- _Work instruction_:
Where a line below has the string "shorts" in it, include it in the count, and give that count alone.

- _Data records_:
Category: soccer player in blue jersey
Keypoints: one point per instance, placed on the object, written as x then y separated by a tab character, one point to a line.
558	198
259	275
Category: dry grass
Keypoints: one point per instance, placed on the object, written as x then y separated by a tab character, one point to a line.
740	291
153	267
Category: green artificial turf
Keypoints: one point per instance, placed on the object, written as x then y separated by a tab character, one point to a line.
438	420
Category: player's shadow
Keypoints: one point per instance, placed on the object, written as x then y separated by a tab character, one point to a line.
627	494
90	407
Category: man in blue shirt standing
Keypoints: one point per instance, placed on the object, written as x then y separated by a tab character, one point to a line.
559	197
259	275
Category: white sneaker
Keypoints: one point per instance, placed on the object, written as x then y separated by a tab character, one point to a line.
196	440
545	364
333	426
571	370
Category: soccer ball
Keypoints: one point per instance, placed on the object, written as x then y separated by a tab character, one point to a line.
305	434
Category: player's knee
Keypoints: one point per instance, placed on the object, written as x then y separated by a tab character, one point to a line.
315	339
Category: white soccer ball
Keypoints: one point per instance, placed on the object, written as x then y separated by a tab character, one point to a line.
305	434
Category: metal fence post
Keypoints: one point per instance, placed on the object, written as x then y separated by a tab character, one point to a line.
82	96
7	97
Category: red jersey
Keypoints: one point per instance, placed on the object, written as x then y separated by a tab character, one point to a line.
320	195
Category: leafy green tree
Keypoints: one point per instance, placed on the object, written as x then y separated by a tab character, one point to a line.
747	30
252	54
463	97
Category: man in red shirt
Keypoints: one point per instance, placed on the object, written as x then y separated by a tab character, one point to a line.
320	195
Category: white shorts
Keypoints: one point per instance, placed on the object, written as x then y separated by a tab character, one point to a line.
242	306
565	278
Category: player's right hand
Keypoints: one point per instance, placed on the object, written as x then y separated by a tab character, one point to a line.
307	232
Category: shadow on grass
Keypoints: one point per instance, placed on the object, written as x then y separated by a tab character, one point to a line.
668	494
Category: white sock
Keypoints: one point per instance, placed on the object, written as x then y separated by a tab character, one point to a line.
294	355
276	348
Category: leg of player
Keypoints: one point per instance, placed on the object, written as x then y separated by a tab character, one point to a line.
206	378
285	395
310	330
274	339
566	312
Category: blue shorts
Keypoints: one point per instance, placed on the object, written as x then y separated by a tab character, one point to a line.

- _Answer for this exercise_:
2